WHAT THE TASK REQUIRES: With the line containing "One keypoint belongs to every instance. Tag the snow on" as the first line and the last line of the records as the final one, reproduce that range exactly.

Start

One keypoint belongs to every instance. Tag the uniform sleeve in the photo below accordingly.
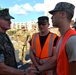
(1, 54)
(71, 48)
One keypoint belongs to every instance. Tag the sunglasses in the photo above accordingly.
(42, 23)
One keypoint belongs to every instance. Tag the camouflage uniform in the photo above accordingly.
(7, 51)
(21, 38)
(31, 32)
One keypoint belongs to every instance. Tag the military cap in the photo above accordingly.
(63, 6)
(43, 19)
(74, 26)
(4, 14)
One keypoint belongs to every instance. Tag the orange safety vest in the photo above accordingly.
(42, 55)
(62, 60)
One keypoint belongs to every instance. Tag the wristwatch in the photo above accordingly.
(37, 68)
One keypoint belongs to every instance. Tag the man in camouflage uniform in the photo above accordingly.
(32, 31)
(8, 64)
(21, 38)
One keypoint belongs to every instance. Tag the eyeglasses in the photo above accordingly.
(42, 23)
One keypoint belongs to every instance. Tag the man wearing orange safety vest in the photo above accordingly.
(64, 59)
(42, 45)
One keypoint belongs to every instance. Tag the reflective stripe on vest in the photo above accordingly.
(62, 60)
(43, 59)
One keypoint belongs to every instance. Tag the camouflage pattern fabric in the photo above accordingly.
(21, 37)
(7, 49)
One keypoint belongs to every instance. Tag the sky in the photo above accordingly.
(28, 10)
(24, 10)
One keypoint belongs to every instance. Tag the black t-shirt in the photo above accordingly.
(43, 39)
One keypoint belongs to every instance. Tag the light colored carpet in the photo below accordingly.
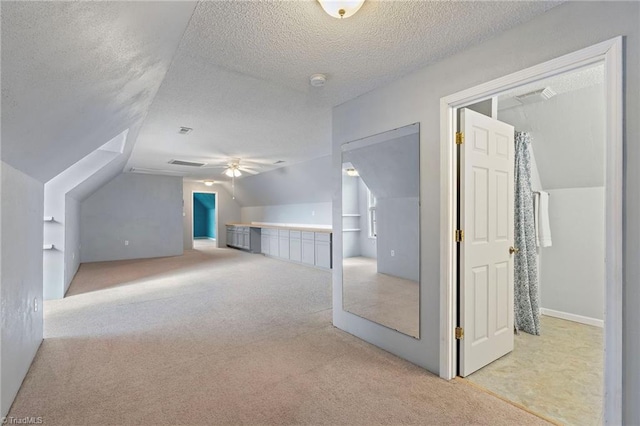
(224, 337)
(391, 301)
(558, 374)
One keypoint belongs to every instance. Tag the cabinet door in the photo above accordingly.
(295, 249)
(323, 254)
(273, 245)
(283, 247)
(308, 252)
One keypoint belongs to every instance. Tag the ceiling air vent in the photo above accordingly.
(186, 163)
(537, 96)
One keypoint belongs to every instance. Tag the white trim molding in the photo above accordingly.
(610, 53)
(572, 317)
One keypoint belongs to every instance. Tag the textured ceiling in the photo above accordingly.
(76, 74)
(588, 76)
(568, 134)
(240, 75)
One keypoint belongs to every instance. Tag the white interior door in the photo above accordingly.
(486, 217)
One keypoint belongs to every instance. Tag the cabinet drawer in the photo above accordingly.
(323, 236)
(295, 235)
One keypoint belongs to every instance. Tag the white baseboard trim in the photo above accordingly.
(572, 317)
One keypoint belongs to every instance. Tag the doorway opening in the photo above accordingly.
(205, 219)
(566, 314)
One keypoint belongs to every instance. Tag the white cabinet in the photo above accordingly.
(264, 242)
(295, 246)
(283, 243)
(308, 248)
(273, 242)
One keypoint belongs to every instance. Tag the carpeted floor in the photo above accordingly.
(223, 337)
(391, 301)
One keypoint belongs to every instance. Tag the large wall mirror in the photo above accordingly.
(381, 228)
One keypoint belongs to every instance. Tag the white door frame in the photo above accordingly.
(610, 53)
(217, 210)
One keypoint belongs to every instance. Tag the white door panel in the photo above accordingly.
(486, 217)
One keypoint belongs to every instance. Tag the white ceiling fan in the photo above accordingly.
(235, 167)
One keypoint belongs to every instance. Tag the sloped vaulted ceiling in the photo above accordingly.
(76, 74)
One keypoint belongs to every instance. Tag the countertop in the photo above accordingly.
(291, 228)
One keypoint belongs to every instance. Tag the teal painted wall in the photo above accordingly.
(204, 215)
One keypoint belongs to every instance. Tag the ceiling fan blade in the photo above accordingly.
(249, 170)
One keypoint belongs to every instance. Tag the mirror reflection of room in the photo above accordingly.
(381, 223)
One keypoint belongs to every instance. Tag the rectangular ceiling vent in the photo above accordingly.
(537, 96)
(186, 163)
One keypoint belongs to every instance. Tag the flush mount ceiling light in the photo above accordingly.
(341, 8)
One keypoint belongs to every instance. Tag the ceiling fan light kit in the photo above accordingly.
(341, 8)
(232, 172)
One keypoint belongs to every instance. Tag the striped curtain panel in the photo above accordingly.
(526, 303)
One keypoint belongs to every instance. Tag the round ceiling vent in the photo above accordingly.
(317, 80)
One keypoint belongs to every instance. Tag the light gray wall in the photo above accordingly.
(297, 194)
(572, 278)
(71, 240)
(54, 115)
(21, 231)
(416, 98)
(368, 246)
(145, 210)
(567, 136)
(227, 208)
(398, 223)
(304, 214)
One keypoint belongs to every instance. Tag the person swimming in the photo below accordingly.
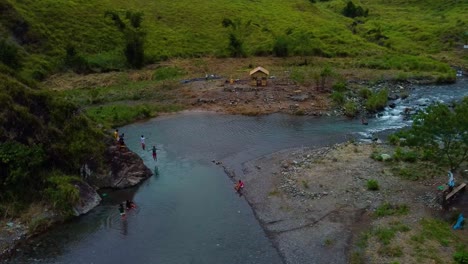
(130, 204)
(122, 209)
(239, 185)
(155, 156)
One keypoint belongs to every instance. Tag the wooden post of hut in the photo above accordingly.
(259, 76)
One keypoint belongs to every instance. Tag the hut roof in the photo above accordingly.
(259, 69)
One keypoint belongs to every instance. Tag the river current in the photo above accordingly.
(188, 212)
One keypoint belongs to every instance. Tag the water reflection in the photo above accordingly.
(188, 212)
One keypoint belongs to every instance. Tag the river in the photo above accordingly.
(188, 212)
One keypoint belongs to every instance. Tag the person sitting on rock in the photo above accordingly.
(239, 186)
(130, 205)
(121, 140)
(122, 209)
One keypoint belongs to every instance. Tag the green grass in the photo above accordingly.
(387, 209)
(372, 185)
(114, 115)
(421, 36)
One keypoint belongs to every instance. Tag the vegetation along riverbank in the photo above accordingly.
(72, 71)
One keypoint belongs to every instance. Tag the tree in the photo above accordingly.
(134, 36)
(238, 33)
(352, 11)
(442, 131)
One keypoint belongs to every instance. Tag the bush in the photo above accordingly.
(372, 185)
(352, 11)
(61, 192)
(405, 155)
(365, 93)
(281, 47)
(461, 257)
(167, 73)
(9, 54)
(350, 109)
(388, 209)
(377, 101)
(338, 98)
(339, 87)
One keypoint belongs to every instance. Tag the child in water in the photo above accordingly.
(155, 157)
(239, 186)
(130, 205)
(122, 209)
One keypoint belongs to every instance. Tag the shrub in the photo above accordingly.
(365, 93)
(372, 185)
(350, 109)
(9, 54)
(405, 155)
(339, 87)
(461, 257)
(338, 98)
(167, 73)
(62, 193)
(351, 10)
(281, 47)
(385, 235)
(387, 209)
(377, 101)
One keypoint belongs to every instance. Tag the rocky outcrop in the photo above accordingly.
(126, 169)
(89, 198)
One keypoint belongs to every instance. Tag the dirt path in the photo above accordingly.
(312, 203)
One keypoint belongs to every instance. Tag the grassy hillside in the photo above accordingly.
(397, 34)
(43, 143)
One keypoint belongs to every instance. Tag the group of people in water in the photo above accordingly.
(126, 206)
(121, 141)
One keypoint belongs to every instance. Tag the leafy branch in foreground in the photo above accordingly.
(441, 131)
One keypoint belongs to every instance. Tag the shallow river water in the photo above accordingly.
(188, 212)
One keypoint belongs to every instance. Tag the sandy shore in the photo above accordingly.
(313, 203)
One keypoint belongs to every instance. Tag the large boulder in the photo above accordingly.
(124, 169)
(89, 198)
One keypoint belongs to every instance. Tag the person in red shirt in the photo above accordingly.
(239, 186)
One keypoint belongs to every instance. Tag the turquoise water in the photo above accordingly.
(189, 213)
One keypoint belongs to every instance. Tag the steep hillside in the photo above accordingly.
(43, 143)
(393, 35)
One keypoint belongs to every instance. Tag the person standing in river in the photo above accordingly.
(142, 140)
(155, 157)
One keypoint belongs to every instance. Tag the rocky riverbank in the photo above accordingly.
(126, 169)
(313, 203)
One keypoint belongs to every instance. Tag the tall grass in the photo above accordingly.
(419, 35)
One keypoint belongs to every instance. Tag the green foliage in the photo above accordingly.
(167, 73)
(377, 101)
(418, 34)
(338, 98)
(387, 209)
(405, 155)
(390, 251)
(350, 108)
(365, 93)
(19, 166)
(385, 235)
(461, 257)
(437, 230)
(9, 54)
(62, 192)
(372, 185)
(443, 132)
(339, 87)
(281, 47)
(134, 36)
(39, 134)
(120, 114)
(351, 10)
(75, 61)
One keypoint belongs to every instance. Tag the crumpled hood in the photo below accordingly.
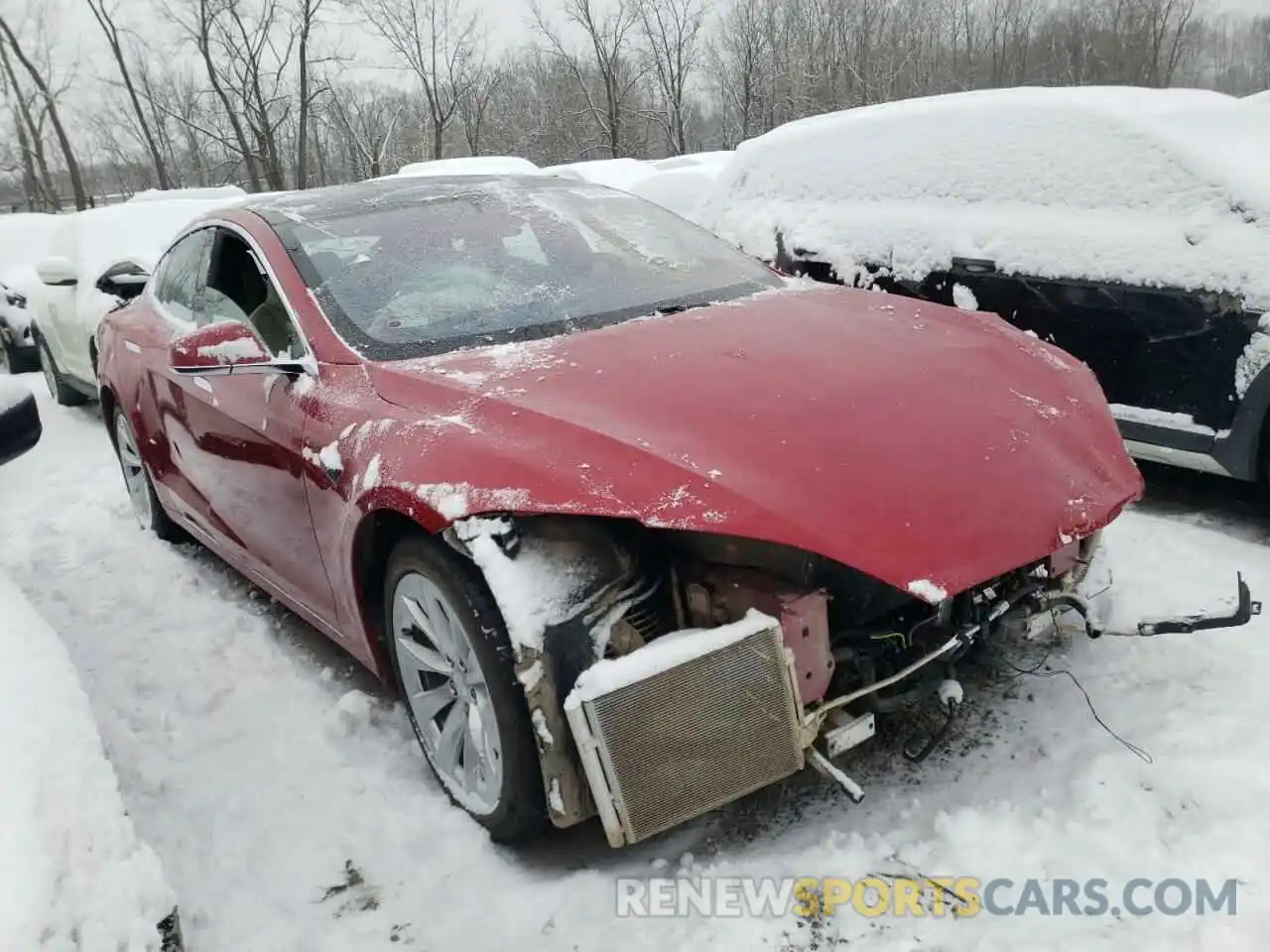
(929, 447)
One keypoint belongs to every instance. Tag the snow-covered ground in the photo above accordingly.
(291, 811)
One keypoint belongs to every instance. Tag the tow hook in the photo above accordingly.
(951, 696)
(1243, 612)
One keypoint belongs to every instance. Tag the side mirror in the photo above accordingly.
(58, 271)
(123, 281)
(19, 420)
(217, 349)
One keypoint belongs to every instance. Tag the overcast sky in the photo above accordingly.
(81, 49)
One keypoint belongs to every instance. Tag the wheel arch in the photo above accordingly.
(375, 536)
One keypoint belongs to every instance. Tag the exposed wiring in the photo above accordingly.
(1035, 671)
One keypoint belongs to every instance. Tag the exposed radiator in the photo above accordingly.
(690, 738)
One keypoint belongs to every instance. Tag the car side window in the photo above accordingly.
(240, 290)
(178, 280)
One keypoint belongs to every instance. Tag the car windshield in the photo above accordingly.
(420, 272)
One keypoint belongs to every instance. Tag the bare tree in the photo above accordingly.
(368, 118)
(612, 60)
(104, 17)
(441, 44)
(307, 18)
(475, 102)
(41, 84)
(672, 30)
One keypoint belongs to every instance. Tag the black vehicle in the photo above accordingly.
(1125, 226)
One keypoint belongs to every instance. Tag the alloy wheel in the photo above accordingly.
(447, 692)
(134, 472)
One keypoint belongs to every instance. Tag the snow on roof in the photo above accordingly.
(98, 238)
(73, 870)
(1147, 186)
(218, 191)
(615, 173)
(472, 166)
(680, 189)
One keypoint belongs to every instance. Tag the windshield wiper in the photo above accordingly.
(680, 307)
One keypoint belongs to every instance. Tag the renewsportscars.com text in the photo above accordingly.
(961, 896)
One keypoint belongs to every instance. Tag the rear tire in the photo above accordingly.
(141, 492)
(498, 779)
(63, 393)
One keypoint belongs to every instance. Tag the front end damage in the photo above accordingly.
(681, 670)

End

WRITTEN ANSWER:
One keypoint belongs to every instance. Tag the snow on roof in the photo above accordingly.
(98, 238)
(73, 870)
(1147, 186)
(218, 191)
(615, 173)
(472, 166)
(680, 189)
One keypoint belongs to every instance. Tag the windshield wiper in the photo above accordingly.
(680, 307)
One keypoint belongs to every instance. Tag the renewsportscars.com text in the photo above accordingly.
(961, 896)
One keypoint belongs to every instance. Tag the rear tire in the photo above accordingly.
(141, 492)
(498, 779)
(63, 393)
One keypoint belongs to every instance. Tag the front end damage in the photo above accordingly.
(681, 670)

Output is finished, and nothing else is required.